#### Pasaje:
►
Hans descubre como parte de la ironía misma de la vida y de los tiempos que le toca vivir, que en las profundidades de la existencia humana, es decir, de todo individuo, habita una suerte de eremita que cuenta con la posibilidad de almacenar innumerables libros hermosos y preciados como para que cualquier lector-actor pueda vivir encantado y fascinado del mundo y la naturaleza, sin que por ello este tuviese que convertirse en un enemigo del contacto humano o un prodigio de la cultura que sólo encuentra necesidad, irracionalidad y enajenación en la Naturaleza. ¡Vaya ironía! Se cuestiona Schlegel y nos ofrece su respuesta:
Pero, realmente, ¿es la incompresibilidad algo tan absolutamente reprobable y malo? Por lo que a mí respecta, más bien creo que la supervivencia de las familias y las naciones depende de ella y, si no me equivoco, incluso la de los Estados y los sistemas, es decir, la de las obras humanas más artificiosas […] Una porción increíblemente pequeña de incomprensibilidad basta, siempre que se la preserve fielmente pura e inviolable y se evite que alguna inteligencia impía se acerque al límite sagrado. Incluso el bien más preciado que e ser humano puede llegar a poseer, la felicidad interior, depende en última instancia –como cualquiera puede comprobar fácilmente- de uno de esos puntos de apoyo que ocultamos en la oscuridad, pero que sostiene y oculta el peso del conjunto, y que sin embargo se derrumbaría en el preciso momento en que fuera reducido a comprensión. Creedme, os morirías de angustia si, como exigís, el mundo en su totalidad se volviera de veras comprensible. Y, además, ¿acaso no se formó este mismo mundo, mediante la inteligencia y la comprensión, de la incomprensibilidad y el caos? (2009, 233)
◄
#### Extractos de datos:
►
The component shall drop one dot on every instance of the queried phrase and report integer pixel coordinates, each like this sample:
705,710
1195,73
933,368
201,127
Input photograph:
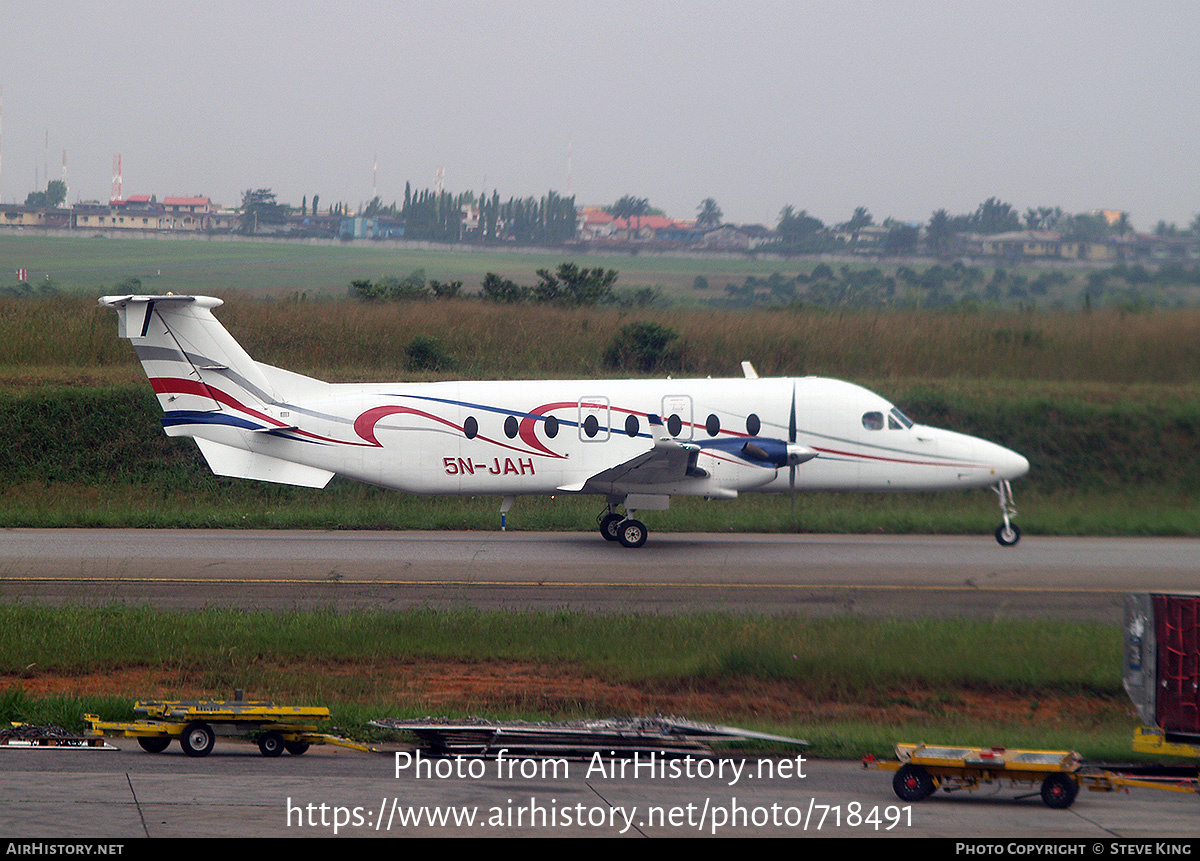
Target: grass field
◄
Prolonga el pasaje sobre Schlegel y el valor de la incomprensibilidad a partir de su última oración, manteniendo el mismo registro ensayístico.

Sobre la incomprensibilidad y los alcances del conocimiento
Schlegel comienza su ensayo Sobre la incomprensibilidad (alrededor de 1800) con la idea de que hay objetos de la reflexión humana, que pueden irritar a la gente siempre que busque ejercer sobre éstos la reflexión más profunda. Considera que la incomprensibilidad se asume como una imposibilidad del pensamiento, de ir más allá a través de este para resolver o solucionar problemas. No debe ser así puesto que pensar es naturaleza humana tanto como asumir lo incomprensible, por irónico que parezca, pues este proceso se puede ejecutar de forma continua e infinita. Schlegel dice que la incomprensibilidad es altamente irónica.
La ironía de la ironía parece ser una forma complicada de la ironía. En este sentido, la concepción que tiene Schlegel con respecto a la ironía toma distancia también de G.W.F. Hegel, para quien esta – como expresa en su obra Grundlinien der Philosophie des Rechts (GPR) - se trataba de:
[...] el punto culminante de esa subjetividad que se concibe a sí misma como la última instancia […] La subjetividad que se sabe a sí misma como ese poder de resolución y de decisión en materia de verdad, de derecho y de deber. (Hegel, 1986, §140, p. 278).
Evidentemente, resulta perentorio señalar que, con esta concepción de la ironía, Hegel no se propone otra cosa en particular que, criticar la ironía romántica y perfilar su ataque directo en contra de Schlegel como principal teórico-defensor de esta postura.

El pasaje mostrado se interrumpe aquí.